»»

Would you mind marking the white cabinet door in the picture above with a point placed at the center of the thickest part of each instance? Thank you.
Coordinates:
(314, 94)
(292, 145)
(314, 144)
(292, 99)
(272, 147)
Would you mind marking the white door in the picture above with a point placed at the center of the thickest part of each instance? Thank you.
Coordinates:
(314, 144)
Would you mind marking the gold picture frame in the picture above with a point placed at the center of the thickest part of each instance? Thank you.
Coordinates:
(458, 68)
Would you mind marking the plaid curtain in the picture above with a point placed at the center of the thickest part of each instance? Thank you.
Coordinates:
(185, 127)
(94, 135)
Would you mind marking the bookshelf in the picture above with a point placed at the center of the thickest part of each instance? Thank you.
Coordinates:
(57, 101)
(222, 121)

««
»»

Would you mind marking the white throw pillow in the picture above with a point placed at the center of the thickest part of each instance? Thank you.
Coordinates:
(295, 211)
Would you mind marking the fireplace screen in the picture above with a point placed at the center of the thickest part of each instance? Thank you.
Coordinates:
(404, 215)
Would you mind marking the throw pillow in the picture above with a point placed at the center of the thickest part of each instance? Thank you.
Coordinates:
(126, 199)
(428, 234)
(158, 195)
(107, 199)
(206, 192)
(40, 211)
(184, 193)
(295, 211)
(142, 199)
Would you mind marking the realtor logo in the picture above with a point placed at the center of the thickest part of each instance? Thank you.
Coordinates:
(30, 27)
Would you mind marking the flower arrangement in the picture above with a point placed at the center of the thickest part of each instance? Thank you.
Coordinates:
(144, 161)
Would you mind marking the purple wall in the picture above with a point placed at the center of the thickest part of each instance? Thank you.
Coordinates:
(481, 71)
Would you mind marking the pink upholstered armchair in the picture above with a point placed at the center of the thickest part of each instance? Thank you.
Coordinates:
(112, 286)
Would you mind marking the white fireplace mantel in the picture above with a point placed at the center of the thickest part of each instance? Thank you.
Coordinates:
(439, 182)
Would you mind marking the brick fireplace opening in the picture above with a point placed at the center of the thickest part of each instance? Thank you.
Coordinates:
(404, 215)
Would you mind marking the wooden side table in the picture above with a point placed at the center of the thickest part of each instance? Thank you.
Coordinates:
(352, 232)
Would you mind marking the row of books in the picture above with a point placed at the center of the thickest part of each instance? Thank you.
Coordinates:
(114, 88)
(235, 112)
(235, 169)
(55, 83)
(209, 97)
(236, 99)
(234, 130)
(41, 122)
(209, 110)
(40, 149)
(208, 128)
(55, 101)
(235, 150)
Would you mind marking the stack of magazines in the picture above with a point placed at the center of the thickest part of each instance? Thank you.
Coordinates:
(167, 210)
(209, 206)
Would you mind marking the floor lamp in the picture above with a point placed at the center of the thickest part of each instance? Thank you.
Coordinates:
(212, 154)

««

◆ Exercise description: Extract every line of the records above that contains the word "throw". Case counts.

◆ Solution to this task:
Would you mind marking the white throw pillow in the picture above with a point placed at the center of the thickest part of each instance? Thank you.
Would you mind marking the throw pillow in the picture above with a point placed at the center of the thickest part of each instance? Thank you.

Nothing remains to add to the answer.